__Tâches à réaliser__:
- a) Relevez, dans l'extrait sur la politique anglaise dans l'Inde, les choses à considérer dans une entreprise des Anglais dans l'Inde.
- b) Extrayez de l'extrait sur la politique anglaise dans l'Inde le passage qui commence à « Il y a trois » et se termine à « qu’elle est grande. ».

__Extrait fourni__:
• • • • •

Il suffit de raconter de pareils faits pour les faire juger : il y a quelque intérêt à voir comment ils ont été appréciés en Angleterre par les chambres et par le gouvernement[1] ; mais avant d’en venir à cette partie de l’enseignement que nous voulons tirer de l’examen des derniers actes de la politique anglaise dans l’Inde, disons un mot de l’expédition contre les Mahrattes, qui vient de se terminer par la prise de Gwalior.

Il y a trois choses à considérer dans une entreprise des Anglais dans l’Inde : l’intérêt, le prétexte et les moyens ; l’intérêt qui détermine l’entreprise, le prétexte allégué pour la couvrir, les moyens employés pour la mener à fin. Les Anglais, et c’est ce qui fait la grandeur et l’étonnant succès de leur politique, ne se trompent jamais sur l’intérêt. Quant au prétexte, ils s’en soucient peu : plus l’intérêt est important, moins ils ont de répugnance à choisir de mauvais prétextes ; ils s’inquiètent moins encore de l’équité et de l’humanité des moyens, et c’est ce qui fait que leur politique est presque toujours aussi injuste qu’elle est heureuse, aussi impitoyable qu’elle est grande.

• • • • •

__Données fournies__:

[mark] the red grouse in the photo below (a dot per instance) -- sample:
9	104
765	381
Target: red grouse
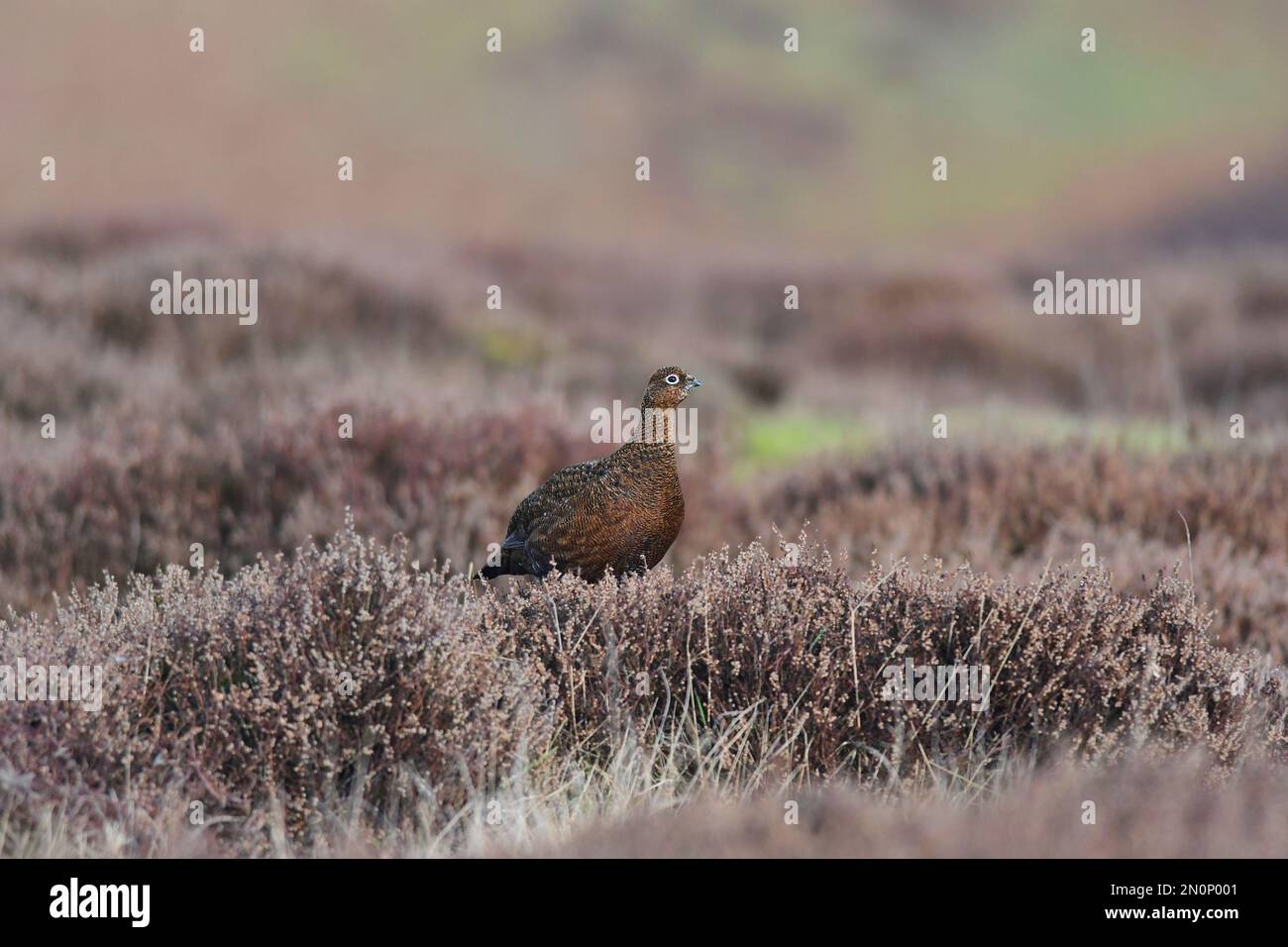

• • • • •

__Corrigé des tâches__:
- a) l'intérêt, le prétexte, les moyens

- b)
Il y a trois choses à considérer dans une entreprise des Anglais dans l’Inde : l’intérêt, le prétexte et les moyens ; l’intérêt qui détermine l’entreprise, le prétexte allégué pour la couvrir, les moyens employés pour la mener à fin. Les Anglais, et c’est ce qui fait la grandeur et l’étonnant succès de leur politique, ne se trompent jamais sur l’intérêt. Quant au prétexte, ils s’en soucient peu : plus l’intérêt est important, moins ils ont de répugnance à choisir de mauvais prétextes ; ils s’inquiètent moins encore de l’équité et de l’humanité des moyens, et c’est ce qui fait que leur politique est presque toujours aussi injuste qu’elle est heureuse, aussi impitoyable qu’elle est grande.